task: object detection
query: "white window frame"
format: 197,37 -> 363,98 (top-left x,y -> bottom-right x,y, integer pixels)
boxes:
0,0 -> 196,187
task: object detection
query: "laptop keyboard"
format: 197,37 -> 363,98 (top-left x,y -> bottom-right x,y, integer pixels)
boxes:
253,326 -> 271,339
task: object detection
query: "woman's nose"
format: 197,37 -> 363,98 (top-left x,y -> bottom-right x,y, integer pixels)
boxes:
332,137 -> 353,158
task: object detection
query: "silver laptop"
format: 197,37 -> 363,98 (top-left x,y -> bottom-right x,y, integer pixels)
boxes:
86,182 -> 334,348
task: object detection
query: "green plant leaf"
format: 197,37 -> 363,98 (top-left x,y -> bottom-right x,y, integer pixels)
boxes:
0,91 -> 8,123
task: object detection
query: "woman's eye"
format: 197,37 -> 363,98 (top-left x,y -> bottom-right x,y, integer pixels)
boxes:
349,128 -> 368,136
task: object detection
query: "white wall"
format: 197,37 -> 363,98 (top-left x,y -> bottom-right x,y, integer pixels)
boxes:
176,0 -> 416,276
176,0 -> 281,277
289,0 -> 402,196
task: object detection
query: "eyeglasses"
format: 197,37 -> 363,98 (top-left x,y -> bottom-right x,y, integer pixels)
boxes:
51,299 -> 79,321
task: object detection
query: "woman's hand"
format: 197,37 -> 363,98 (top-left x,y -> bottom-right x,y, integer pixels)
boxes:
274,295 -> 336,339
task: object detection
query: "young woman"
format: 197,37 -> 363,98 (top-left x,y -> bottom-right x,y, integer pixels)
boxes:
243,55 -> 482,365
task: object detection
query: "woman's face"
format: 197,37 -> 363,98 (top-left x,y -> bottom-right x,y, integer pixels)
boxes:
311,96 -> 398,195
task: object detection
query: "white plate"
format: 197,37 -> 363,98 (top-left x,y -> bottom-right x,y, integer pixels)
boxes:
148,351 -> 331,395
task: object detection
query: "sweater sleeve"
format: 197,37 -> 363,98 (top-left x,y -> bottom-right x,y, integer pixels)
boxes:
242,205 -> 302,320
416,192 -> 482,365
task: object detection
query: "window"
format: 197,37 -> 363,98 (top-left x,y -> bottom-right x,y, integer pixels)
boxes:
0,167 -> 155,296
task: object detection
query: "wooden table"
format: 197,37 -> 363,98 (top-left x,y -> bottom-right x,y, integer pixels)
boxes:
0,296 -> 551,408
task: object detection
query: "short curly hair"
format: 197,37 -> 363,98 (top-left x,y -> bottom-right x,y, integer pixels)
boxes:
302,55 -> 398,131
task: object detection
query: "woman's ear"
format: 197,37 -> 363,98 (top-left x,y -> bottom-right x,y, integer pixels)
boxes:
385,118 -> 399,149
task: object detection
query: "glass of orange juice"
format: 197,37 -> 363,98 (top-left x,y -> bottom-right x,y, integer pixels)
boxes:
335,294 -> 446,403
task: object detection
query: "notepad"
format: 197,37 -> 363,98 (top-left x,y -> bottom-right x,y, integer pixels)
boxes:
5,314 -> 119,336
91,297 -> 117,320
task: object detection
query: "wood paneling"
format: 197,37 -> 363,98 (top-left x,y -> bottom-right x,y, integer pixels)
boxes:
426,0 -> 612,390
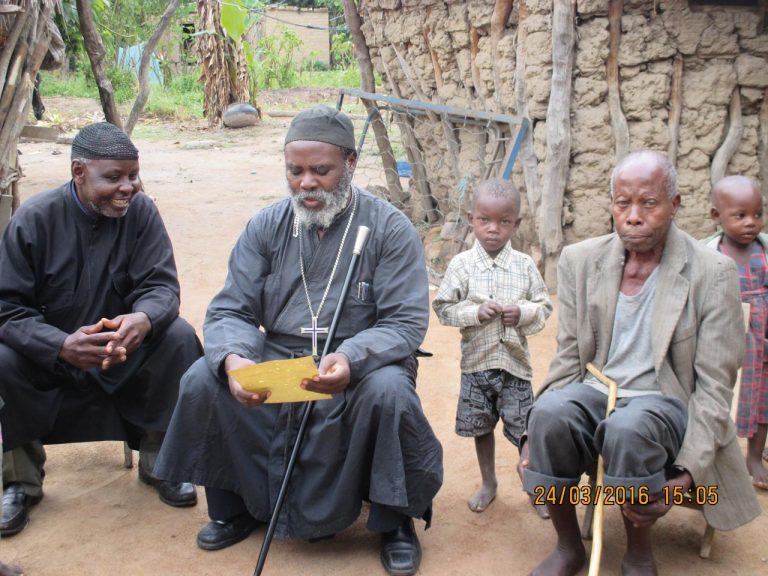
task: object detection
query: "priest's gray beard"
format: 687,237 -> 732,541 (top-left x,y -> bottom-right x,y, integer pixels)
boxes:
288,164 -> 352,229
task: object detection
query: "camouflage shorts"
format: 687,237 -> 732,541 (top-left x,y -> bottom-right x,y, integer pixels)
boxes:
456,370 -> 533,446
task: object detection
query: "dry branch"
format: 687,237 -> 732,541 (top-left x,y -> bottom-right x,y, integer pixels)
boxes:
381,46 -> 440,224
605,0 -> 629,162
541,0 -> 576,290
491,0 -> 514,113
667,54 -> 683,166
510,1 -> 543,238
0,0 -> 59,215
757,88 -> 768,187
344,0 -> 407,211
469,26 -> 486,108
710,85 -> 743,186
392,45 -> 461,184
76,0 -> 123,128
125,0 -> 181,136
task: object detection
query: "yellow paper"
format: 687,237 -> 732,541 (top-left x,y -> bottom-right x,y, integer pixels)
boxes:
229,356 -> 333,404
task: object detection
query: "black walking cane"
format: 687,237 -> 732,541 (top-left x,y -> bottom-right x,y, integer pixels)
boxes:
253,226 -> 369,576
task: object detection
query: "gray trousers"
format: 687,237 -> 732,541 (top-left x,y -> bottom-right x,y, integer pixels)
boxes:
0,432 -> 165,498
523,383 -> 688,494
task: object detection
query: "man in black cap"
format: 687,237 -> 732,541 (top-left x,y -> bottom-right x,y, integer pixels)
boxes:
0,122 -> 201,536
155,106 -> 443,575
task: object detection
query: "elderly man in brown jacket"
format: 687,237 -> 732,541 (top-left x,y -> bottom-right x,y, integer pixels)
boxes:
524,151 -> 760,575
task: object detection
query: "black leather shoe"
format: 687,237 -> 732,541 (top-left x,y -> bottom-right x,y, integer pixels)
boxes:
197,512 -> 259,550
139,463 -> 197,508
381,518 -> 421,576
0,482 -> 43,536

========================================

Aim: Transcribe every line in the entries above, taking out only the images.

Answer below:
task: object detection
query: "white window frame"
format: 197,37 -> 363,98 (top-left x,y -> bottom-right x,y, integer pixels)
boxes:
0,0 -> 196,187
task: object detection
query: "laptop keyboard"
format: 197,37 -> 363,98 (top-left x,y -> bottom-right x,y, integer pixels)
boxes:
253,326 -> 271,339
task: object detection
query: "woman's nose"
format: 197,37 -> 363,98 (top-left x,y -> bottom-right x,y, integer pixels)
boxes:
332,137 -> 353,158
task: object detection
query: "silver laptop"
format: 197,37 -> 363,98 (top-left x,y -> bottom-right x,y, integer pixels)
boxes:
86,182 -> 334,348
task: object detection
query: "green plant leaf"
format: 197,37 -> 363,98 (top-left x,y -> bottom-right x,y, integer pixels)
boxes:
0,91 -> 8,123
task: object detection
query: "woman's eye"
format: 197,37 -> 363,98 (top-left x,y -> bottom-right x,y, integer pixels)
boxes:
349,128 -> 368,136
task: object detection
query: "white wall"
format: 197,37 -> 363,98 (top-left x,y -> bottom-right x,y, integer pixels)
boxes:
176,0 -> 416,276
176,0 -> 281,277
289,0 -> 402,196
task: object detection
query: "eyeglasses"
format: 197,37 -> 363,98 (top-left x,y -> bottom-right x,y, integer pixels)
boxes:
51,299 -> 79,321
task: object detection
query: "woman's hand"
format: 197,37 -> 363,98 (top-left x,y -> bottom-right x,y, integer pixels)
boxes:
274,295 -> 336,339
task: object detection
query: "young woman"
format: 197,37 -> 363,98 (top-left x,y -> bottom-right x,y, integer pixels)
boxes:
243,55 -> 482,365
task: object detection
query: "woman's face"
format: 197,37 -> 363,98 (top-left x,y -> bottom-right x,y, integer pixels)
boxes:
311,96 -> 398,195
task: object detection
query: "white plate"
format: 197,37 -> 363,98 (top-left x,y -> bottom-right x,y, integer pixels)
boxes:
148,351 -> 331,395
task: object detection
query: "sweater sleeve"
format: 197,37 -> 363,98 (top-left x,y -> bottom-right x,y, integer pixels)
boxes:
242,205 -> 302,320
416,192 -> 482,365
task: object detection
query: "window"
format: 197,37 -> 363,98 (top-left x,y -> bottom-right x,y, integer pixels)
boxes:
0,167 -> 155,296
task: object detection
query: "wooden table"
format: 197,37 -> 363,98 (top-left x,y -> bottom-right x,y, integer pixels)
boxes:
0,296 -> 551,408
task: object detection
query: "short curly hair"
format: 197,37 -> 363,98 (top-left x,y -> bottom-right x,y, integer pixels)
boxes:
302,55 -> 398,131
task: object detection
query: "woman's ear"
format: 197,37 -> 363,98 (top-left x,y -> bottom-right x,y, integer pixels)
boxes:
385,118 -> 399,149
task: object detection
query: "glass of orange juice"
format: 197,37 -> 363,98 (top-left x,y -> bottom-right x,y, integer pixels)
boxes:
335,294 -> 446,403
task: object detection
query: "notepad"
format: 197,37 -> 363,98 (top-left x,y -> bottom-right x,y, integer pixels)
boxes:
5,314 -> 119,336
91,297 -> 117,320
task: object detection
query: "wood paneling"
format: 197,37 -> 363,98 (top-left x,y -> bottom-right x,y, integer pixels)
boxes:
426,0 -> 612,390
task: object detection
query: "priest's gray beard"
format: 687,237 -> 732,541 (top-left x,y -> bottom-right x,y, integer pixels)
boxes:
288,164 -> 352,229
task: object detection
query: "camouflage shorts"
format: 687,237 -> 732,541 (top-left x,y -> bottom-right x,y, integer pixels)
boxes:
456,370 -> 533,446
task: object detection
query: "dry branch"
format: 687,237 -> 732,541 (top-left x,y -> bottom-right x,y, integer pixels)
boxes:
381,46 -> 440,224
605,0 -> 629,162
541,0 -> 576,290
491,0 -> 514,113
667,54 -> 683,166
510,1 -> 543,238
0,0 -> 59,215
757,88 -> 768,187
344,0 -> 407,211
469,26 -> 486,108
710,85 -> 743,186
392,45 -> 461,184
76,0 -> 123,128
125,0 -> 181,136
task: object detection
query: "yellow paper"
format: 687,237 -> 732,541 (top-left x,y -> bottom-right x,y, integer pixels)
boxes:
229,356 -> 333,404
task: object detection
query: "black walking cane"
format: 687,237 -> 732,541 (top-left x,y -> bottom-right x,y, integer pixels)
boxes:
253,226 -> 369,576
task: object detection
query: "gray trousers"
format: 687,237 -> 732,541 (top-left x,y -> bottom-right x,y, integer pixels)
boxes:
0,432 -> 165,498
523,383 -> 688,494
task: object detection
query: "man in black cap"
format: 687,237 -> 732,541 (top-left x,y -> bottom-right x,y, integer pixels)
boxes:
0,122 -> 201,536
155,106 -> 443,575
task: object detection
query: "elderly man in brown jacket"
format: 687,237 -> 732,541 (top-left x,y -> bottom-right x,y, integer pixels)
boxes:
524,151 -> 760,575
task: object detection
query: "black leather shoe"
format: 687,237 -> 732,541 (top-left x,y -> bottom-right x,y, integer pixels)
boxes:
197,512 -> 259,550
139,463 -> 197,508
381,518 -> 421,576
0,482 -> 43,536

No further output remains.